Among the records below, find each line bearing the word "house" and copy it.

§ **Items from a dataset**
*** Block opens ***

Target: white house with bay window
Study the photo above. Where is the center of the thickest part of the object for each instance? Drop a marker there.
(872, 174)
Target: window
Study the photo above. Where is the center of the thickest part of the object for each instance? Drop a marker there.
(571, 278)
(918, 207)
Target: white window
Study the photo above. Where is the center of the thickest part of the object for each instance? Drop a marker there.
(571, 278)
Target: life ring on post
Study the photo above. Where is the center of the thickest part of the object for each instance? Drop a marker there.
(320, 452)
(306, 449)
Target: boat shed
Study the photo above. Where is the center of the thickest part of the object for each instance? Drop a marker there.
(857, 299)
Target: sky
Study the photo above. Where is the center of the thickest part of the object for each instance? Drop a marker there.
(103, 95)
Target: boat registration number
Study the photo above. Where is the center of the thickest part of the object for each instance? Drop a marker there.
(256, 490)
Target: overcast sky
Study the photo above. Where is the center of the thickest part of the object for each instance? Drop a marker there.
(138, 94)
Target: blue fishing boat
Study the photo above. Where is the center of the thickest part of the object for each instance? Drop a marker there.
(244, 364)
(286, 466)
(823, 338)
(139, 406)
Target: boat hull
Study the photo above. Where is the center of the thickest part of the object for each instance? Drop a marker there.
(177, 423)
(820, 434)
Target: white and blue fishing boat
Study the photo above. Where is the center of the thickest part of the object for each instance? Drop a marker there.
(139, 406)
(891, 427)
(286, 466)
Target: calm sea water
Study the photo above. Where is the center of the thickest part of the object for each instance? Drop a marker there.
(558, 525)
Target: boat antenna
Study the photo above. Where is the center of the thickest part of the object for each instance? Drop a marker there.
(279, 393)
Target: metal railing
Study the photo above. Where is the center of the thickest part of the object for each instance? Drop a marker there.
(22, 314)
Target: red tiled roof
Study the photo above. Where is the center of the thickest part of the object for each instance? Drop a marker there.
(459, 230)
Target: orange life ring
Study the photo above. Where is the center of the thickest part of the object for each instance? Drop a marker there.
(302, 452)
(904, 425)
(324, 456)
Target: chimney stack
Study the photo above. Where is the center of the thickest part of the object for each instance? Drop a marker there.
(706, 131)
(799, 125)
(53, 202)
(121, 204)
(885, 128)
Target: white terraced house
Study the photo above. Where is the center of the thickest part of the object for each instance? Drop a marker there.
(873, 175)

*** Block closes ***

§ **Exercise output**
Target: white house with bay window
Target: white terraced house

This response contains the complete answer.